>>>>>

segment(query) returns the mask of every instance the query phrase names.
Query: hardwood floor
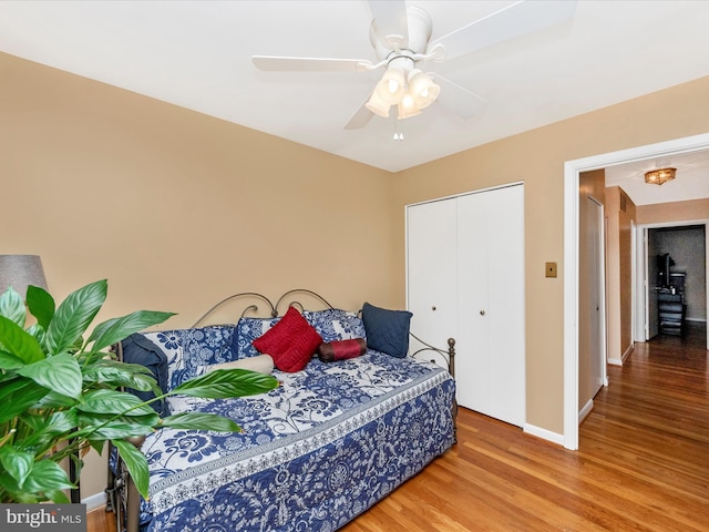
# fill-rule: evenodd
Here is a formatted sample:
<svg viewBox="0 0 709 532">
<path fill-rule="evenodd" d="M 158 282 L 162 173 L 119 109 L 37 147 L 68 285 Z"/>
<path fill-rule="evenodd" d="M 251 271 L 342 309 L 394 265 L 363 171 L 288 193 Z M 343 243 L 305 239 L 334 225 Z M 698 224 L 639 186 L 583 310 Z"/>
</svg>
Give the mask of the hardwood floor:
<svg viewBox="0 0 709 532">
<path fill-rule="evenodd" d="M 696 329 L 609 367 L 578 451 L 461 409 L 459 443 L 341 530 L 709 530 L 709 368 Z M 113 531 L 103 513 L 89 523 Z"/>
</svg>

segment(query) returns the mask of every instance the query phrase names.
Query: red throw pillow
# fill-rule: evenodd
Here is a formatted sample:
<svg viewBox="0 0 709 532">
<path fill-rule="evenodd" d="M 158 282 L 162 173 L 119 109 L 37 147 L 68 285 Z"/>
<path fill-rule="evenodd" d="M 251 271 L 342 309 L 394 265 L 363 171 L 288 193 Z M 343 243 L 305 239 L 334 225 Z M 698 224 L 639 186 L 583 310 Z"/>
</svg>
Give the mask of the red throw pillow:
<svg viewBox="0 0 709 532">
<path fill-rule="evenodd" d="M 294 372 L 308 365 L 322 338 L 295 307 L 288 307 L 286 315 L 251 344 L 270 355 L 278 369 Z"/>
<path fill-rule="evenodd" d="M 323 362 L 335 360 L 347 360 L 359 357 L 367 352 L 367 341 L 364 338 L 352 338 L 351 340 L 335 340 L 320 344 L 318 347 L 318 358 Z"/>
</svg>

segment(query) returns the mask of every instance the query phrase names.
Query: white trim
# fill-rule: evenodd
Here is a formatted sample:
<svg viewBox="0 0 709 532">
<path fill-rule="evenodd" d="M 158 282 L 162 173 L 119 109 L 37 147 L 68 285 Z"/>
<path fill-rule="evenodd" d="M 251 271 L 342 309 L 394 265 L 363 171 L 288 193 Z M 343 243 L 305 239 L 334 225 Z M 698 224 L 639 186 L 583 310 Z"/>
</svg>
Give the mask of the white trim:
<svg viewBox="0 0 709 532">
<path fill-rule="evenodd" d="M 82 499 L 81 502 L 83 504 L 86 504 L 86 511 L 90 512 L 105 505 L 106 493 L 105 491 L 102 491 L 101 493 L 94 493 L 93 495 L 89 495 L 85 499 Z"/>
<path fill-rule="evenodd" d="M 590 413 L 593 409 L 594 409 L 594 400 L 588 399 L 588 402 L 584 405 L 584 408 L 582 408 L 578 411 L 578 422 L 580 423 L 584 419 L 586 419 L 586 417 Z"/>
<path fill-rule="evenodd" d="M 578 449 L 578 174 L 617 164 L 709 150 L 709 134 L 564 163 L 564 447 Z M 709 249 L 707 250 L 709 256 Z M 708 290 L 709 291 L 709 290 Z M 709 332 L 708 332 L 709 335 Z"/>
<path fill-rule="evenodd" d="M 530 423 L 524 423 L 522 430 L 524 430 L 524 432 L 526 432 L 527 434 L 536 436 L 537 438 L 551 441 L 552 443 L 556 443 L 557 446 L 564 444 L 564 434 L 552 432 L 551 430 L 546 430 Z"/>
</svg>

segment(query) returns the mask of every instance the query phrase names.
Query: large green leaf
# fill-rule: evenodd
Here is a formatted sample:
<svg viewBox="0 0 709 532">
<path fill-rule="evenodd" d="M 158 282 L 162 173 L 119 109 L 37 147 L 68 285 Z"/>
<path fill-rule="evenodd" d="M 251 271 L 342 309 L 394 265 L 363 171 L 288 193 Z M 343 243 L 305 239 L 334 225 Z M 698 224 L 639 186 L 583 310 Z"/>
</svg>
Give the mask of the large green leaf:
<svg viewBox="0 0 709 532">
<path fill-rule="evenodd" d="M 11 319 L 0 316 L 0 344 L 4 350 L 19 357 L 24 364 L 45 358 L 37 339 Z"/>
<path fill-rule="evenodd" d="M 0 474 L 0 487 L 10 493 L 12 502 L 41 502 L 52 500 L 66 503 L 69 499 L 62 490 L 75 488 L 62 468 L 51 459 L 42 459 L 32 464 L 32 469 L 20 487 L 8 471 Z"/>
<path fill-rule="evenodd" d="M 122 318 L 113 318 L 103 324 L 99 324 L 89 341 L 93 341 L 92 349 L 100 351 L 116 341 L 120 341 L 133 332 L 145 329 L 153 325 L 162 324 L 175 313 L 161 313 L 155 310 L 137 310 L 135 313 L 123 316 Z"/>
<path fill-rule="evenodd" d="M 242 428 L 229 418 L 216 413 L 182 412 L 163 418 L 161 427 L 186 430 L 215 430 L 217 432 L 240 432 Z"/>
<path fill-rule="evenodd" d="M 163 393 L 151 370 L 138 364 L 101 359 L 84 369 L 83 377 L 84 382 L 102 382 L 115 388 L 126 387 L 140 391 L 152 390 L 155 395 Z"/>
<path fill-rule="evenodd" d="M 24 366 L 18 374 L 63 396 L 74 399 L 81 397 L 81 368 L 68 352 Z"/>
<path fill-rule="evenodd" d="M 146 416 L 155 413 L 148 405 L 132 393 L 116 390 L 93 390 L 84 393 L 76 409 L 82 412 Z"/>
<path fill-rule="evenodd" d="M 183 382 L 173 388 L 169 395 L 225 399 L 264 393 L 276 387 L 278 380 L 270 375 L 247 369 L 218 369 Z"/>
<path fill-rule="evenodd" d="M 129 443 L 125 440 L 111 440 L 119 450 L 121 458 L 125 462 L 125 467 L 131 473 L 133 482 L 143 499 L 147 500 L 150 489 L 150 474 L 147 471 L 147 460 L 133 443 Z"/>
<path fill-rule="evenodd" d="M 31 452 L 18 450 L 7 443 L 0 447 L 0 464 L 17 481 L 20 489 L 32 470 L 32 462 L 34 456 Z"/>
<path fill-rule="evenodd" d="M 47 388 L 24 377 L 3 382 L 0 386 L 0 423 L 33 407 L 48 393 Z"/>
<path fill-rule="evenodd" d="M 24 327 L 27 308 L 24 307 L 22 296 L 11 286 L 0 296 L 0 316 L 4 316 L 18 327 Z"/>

<<<<<

Identify every line in the records above that contains the word "green", and copy each of those lines.

Query: large green leaf
Give the mask of the large green leaf:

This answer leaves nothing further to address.